- _What is needed_: Scale the dataset entries below by rewriting all of the lines, requests included, with every x and y coordinate in the answers multiplied by 0.7 and rounded to a whole number, halves rounded up. Leave the numbers in the requests and their format samples unchanged.

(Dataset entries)

§

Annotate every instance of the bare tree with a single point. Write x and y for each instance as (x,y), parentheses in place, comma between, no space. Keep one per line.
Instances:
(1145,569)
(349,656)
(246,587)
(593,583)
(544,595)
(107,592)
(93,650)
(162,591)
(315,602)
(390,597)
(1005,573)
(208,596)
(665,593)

§

- _Solution_:
Annotate every instance of the bare tree with a single point. Write x and y for each instance as (x,y), parentheses in place, comma between, no space. Keep one per line.
Instances:
(802,398)
(244,459)
(172,411)
(415,408)
(381,417)
(75,414)
(65,455)
(113,414)
(221,421)
(273,418)
(704,401)
(146,417)
(466,415)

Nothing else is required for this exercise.